(Material provided)
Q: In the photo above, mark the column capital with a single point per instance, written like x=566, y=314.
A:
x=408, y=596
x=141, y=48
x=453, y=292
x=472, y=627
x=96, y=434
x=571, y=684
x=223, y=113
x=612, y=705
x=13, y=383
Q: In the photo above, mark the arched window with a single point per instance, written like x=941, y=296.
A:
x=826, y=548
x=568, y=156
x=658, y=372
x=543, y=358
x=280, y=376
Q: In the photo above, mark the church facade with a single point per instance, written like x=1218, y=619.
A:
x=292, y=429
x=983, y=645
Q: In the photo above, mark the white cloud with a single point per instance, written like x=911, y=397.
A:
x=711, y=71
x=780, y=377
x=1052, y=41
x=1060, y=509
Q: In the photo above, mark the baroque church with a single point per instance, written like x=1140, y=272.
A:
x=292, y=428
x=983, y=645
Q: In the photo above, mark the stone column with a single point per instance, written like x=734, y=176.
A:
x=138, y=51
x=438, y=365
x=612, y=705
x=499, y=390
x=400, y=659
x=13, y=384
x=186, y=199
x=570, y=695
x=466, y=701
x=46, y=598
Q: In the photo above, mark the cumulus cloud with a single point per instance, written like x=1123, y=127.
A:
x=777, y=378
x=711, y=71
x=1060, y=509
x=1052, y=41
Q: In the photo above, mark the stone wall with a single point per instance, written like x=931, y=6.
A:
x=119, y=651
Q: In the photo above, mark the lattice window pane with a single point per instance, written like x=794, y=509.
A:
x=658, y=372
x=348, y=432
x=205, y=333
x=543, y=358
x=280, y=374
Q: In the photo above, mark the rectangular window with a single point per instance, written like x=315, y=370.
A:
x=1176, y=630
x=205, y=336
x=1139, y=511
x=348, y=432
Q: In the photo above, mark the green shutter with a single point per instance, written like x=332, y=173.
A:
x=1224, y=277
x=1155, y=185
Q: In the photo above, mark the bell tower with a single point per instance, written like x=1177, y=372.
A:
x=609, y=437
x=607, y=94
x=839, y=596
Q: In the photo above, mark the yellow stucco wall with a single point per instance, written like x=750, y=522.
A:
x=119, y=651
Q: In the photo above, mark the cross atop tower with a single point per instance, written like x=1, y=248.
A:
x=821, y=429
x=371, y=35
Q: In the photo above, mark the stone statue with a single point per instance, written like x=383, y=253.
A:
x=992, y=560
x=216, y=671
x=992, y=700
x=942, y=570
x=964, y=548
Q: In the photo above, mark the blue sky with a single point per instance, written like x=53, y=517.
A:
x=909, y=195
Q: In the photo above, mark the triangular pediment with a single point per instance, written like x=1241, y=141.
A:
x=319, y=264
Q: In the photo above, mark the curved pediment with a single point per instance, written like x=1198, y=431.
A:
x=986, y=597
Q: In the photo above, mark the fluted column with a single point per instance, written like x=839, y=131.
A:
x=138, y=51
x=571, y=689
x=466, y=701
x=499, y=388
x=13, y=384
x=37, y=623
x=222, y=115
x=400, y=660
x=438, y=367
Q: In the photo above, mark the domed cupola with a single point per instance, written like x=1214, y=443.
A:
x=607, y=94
(End Material provided)
Your objective:
Exactly as shown above, return all of the entries.

Task solution:
Q: In the photo above, mark the column capital with a single point per instance, written like x=566, y=314.
A:
x=408, y=596
x=141, y=48
x=453, y=292
x=472, y=627
x=96, y=434
x=571, y=684
x=223, y=113
x=612, y=705
x=13, y=383
Q: In the photo above, mark the arched window with a single point per instance, written like x=941, y=296.
A:
x=826, y=548
x=568, y=156
x=658, y=372
x=543, y=358
x=280, y=376
Q: In the photo above, mark the church facade with a single point per instance, written like x=1218, y=619.
A:
x=292, y=429
x=983, y=645
Q: In the photo above, mark the white cloud with a single point per instance, written like x=911, y=397.
A:
x=711, y=71
x=780, y=377
x=1052, y=41
x=1060, y=509
Q: In the photo above, mark the baroque church with a single point per instance, written like x=1140, y=272.
A:
x=292, y=428
x=983, y=645
Q: In the photo above, mark the stone column with a single point per instance, written like x=734, y=176.
A:
x=138, y=51
x=438, y=365
x=612, y=705
x=499, y=390
x=400, y=659
x=13, y=384
x=186, y=199
x=570, y=695
x=466, y=701
x=46, y=598
Q: In the photo above, mark the cumulus cloud with a single point per instance, written like x=1123, y=127.
A:
x=777, y=378
x=711, y=71
x=1060, y=509
x=1052, y=41
Q: In the photo above, mark the stone wall with a single point per instance, written like x=931, y=6.
A:
x=119, y=651
Q: In the photo above, mark the lattice window pane with a single point per instance, written like x=794, y=509.
A:
x=658, y=372
x=348, y=432
x=205, y=333
x=543, y=358
x=280, y=374
Q: In the photo above, mark the rectangular window with a single point per instance, written like x=315, y=370.
A:
x=1176, y=630
x=205, y=336
x=1139, y=511
x=348, y=432
Q: In the photo above, mark the green shutter with a single point per instance, written like x=332, y=173.
A:
x=1224, y=277
x=1155, y=185
Q: In the photo above, mark the bell tower with a single point per instance, written like x=1177, y=372.
A:
x=609, y=437
x=607, y=94
x=839, y=596
Q: In the photo above, mark the yellow stucco wall with a single point per instance, written like x=750, y=522.
A:
x=119, y=651
Q: In the photo above, mark the cross atop tower with a single point per instance, written like x=1, y=248.
A:
x=821, y=429
x=371, y=35
Q: In the photo above, mark the stone statue with a single point per instance, written like x=383, y=253.
A:
x=992, y=560
x=216, y=671
x=992, y=700
x=942, y=570
x=964, y=548
Q: In the photo above, mark the blue sky with a single point per instance, written like x=53, y=517.
A:
x=909, y=195
Q: In the photo above, mark the triangular pediment with a single point per instance, written like x=1241, y=141.
A:
x=319, y=264
Q: In the photo above, mark the curved pediment with a single point per instance, written like x=1198, y=431.
A:
x=986, y=597
Q: In the photo above, mark the fluted column with a single point per instance, written like x=839, y=131.
A:
x=138, y=51
x=571, y=689
x=466, y=701
x=499, y=388
x=13, y=384
x=37, y=623
x=222, y=115
x=400, y=660
x=438, y=367
Q: In the photo above, mark the domed cupola with a single point per instance, written like x=1214, y=443.
A:
x=607, y=94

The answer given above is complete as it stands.